• **Records supplied**:
--- START ---
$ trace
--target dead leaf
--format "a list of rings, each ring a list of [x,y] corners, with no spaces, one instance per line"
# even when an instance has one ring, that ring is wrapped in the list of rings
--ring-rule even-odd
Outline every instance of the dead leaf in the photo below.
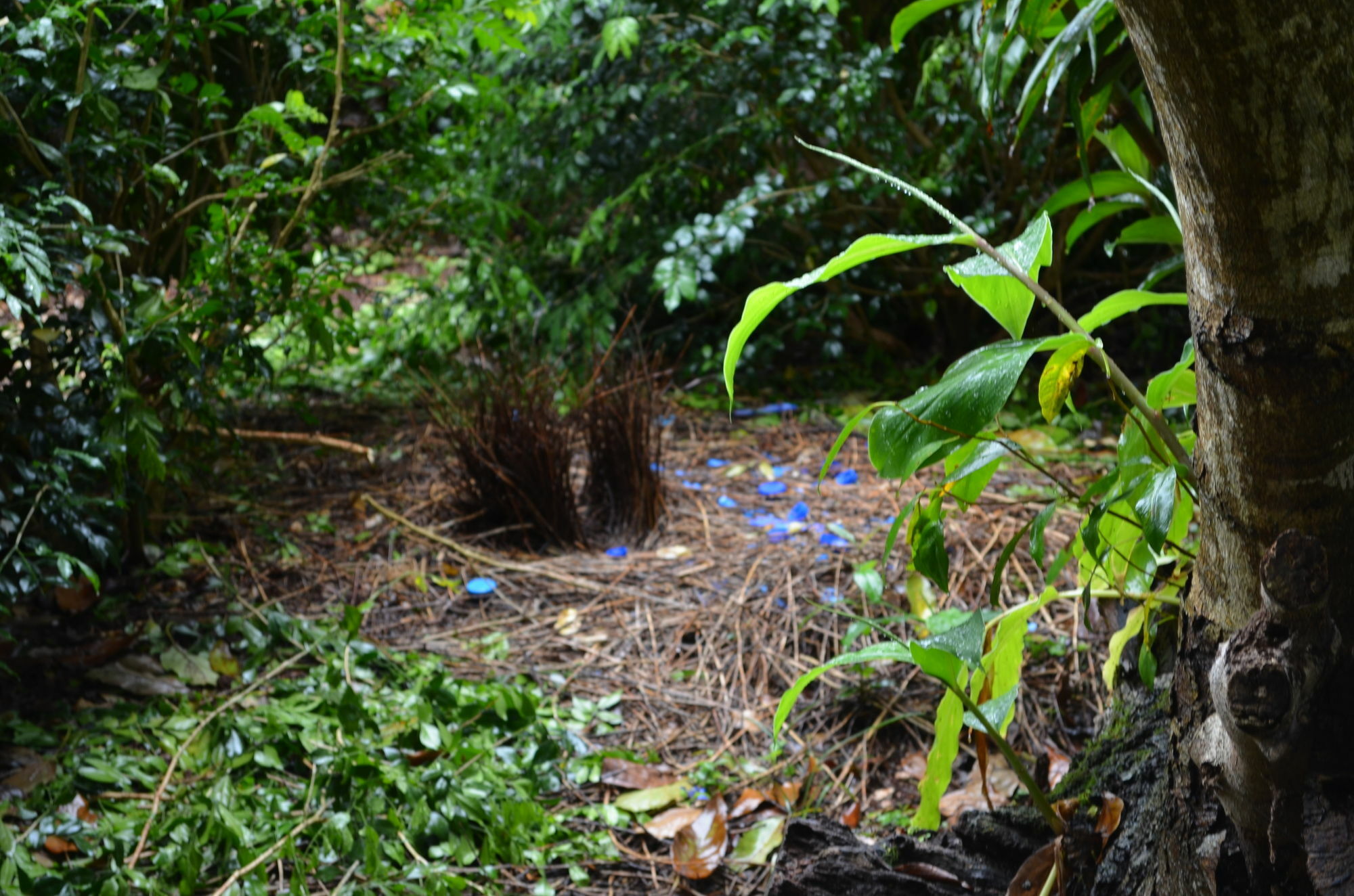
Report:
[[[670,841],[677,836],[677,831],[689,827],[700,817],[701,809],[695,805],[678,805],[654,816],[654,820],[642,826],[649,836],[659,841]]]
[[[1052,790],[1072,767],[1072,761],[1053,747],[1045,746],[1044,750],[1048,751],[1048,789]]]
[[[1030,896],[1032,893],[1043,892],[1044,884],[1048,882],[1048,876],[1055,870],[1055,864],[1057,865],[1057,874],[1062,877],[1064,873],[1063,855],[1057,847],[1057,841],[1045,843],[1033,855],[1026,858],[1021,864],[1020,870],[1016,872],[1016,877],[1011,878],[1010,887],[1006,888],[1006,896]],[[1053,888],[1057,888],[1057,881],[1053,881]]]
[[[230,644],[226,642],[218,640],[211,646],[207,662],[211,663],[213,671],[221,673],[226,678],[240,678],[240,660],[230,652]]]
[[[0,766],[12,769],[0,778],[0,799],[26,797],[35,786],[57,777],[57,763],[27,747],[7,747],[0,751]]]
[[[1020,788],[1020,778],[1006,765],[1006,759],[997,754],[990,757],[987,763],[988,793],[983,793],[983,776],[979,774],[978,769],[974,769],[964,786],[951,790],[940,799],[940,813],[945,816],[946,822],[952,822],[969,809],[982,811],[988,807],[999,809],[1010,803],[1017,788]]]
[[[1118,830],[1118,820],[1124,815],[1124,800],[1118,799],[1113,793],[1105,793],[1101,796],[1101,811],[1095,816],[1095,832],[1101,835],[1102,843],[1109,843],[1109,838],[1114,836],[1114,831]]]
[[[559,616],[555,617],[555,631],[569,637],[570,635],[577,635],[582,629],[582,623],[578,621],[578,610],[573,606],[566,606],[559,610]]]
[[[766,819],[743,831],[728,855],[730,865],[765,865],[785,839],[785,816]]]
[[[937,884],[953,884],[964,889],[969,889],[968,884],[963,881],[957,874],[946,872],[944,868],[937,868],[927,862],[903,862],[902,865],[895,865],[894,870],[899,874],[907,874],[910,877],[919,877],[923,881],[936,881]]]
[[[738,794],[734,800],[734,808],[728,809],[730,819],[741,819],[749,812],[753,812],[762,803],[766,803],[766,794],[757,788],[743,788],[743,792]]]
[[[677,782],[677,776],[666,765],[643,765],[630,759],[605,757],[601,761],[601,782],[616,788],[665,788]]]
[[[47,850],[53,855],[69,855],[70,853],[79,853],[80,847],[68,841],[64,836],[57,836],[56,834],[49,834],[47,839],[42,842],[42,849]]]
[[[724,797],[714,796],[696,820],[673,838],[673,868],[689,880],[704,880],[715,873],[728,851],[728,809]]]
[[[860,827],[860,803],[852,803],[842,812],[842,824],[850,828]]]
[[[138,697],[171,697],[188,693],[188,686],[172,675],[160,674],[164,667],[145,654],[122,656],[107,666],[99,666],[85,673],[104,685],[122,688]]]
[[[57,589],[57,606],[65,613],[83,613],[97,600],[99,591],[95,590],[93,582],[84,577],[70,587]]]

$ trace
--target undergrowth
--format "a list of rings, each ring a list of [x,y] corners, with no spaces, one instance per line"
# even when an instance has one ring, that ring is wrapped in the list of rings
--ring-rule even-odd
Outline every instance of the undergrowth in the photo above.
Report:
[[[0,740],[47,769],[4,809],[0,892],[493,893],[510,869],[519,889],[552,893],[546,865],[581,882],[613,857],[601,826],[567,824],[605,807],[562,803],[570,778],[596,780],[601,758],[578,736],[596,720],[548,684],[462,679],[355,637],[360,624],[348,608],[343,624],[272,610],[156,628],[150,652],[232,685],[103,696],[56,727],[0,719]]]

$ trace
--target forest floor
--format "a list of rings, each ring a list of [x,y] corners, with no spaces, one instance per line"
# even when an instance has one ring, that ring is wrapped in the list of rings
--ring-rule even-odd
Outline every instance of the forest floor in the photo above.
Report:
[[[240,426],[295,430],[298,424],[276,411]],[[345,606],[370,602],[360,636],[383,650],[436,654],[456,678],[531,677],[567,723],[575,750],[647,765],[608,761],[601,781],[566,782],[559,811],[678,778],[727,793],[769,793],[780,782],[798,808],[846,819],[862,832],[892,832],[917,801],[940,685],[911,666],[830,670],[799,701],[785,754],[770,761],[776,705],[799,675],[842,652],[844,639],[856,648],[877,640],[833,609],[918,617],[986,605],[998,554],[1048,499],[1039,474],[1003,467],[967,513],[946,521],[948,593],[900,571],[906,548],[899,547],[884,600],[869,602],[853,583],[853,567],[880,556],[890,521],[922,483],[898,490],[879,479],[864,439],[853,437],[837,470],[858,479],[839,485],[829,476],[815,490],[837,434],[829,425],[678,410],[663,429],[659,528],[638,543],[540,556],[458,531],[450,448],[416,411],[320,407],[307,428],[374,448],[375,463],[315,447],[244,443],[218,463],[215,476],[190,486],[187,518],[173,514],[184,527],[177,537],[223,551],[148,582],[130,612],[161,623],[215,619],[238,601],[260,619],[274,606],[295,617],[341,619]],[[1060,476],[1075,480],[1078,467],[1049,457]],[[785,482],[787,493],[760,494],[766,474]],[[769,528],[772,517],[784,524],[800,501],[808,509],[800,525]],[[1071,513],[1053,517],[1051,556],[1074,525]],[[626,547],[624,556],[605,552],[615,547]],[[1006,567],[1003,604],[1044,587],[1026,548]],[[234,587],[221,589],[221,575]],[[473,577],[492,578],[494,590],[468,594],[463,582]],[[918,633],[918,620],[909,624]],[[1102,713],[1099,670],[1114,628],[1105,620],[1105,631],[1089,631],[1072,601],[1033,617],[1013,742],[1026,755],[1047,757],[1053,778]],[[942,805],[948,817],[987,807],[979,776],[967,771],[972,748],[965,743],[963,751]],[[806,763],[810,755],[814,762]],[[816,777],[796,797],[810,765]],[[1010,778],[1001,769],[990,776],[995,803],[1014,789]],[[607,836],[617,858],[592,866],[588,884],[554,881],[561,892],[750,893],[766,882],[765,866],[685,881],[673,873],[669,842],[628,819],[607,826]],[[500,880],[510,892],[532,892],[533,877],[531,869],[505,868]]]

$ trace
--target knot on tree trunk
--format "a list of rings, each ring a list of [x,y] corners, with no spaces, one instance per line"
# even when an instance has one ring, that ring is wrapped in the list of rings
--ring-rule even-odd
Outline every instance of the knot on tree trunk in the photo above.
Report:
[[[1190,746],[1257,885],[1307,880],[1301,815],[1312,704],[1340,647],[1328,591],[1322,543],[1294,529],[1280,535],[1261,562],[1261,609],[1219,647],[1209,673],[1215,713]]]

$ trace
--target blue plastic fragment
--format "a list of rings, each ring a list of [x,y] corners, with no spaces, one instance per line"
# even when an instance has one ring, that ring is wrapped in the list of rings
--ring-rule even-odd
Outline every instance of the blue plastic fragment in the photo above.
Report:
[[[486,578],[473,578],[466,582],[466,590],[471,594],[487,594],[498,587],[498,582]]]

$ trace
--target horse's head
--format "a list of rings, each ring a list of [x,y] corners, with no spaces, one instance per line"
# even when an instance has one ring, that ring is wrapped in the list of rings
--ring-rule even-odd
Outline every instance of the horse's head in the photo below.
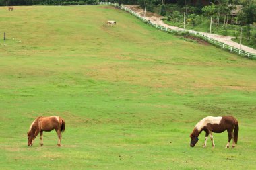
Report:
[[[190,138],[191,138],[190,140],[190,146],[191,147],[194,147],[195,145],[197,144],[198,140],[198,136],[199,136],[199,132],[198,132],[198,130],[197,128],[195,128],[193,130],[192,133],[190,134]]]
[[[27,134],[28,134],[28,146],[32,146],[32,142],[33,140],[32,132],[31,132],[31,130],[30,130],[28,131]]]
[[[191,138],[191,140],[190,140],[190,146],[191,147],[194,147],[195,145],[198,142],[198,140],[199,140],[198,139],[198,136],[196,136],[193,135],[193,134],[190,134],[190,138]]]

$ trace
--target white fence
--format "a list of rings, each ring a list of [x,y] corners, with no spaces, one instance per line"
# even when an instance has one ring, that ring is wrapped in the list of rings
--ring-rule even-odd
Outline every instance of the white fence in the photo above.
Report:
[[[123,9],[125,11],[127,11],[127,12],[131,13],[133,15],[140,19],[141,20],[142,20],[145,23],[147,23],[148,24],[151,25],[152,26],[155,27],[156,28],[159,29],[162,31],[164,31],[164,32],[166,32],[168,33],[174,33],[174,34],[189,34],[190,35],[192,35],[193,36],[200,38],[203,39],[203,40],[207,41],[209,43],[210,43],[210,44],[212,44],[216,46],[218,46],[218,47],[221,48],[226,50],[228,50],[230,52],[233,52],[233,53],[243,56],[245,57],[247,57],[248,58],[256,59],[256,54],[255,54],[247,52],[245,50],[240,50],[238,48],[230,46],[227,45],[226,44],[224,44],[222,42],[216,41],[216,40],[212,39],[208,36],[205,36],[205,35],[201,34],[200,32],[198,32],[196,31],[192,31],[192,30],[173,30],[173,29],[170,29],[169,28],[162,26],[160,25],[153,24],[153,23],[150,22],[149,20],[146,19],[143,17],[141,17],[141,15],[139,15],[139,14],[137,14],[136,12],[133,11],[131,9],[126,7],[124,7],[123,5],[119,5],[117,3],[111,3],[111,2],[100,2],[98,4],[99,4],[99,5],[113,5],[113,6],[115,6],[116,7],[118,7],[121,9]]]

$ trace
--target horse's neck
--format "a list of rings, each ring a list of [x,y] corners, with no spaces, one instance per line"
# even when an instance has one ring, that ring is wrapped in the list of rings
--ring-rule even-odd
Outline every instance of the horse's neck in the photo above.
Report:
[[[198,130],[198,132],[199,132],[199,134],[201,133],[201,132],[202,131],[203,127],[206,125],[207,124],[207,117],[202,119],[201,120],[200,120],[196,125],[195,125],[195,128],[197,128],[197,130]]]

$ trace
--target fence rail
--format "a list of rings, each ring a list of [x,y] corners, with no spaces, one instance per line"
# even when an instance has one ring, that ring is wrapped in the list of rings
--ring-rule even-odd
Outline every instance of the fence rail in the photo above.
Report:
--- END ---
• **Prompt**: Please gather every line in the listing above that contains the word "dead", copying each one in full.

• **Exercise response**:
--target dead leaf
Outline every instance of the dead leaf in the photo below.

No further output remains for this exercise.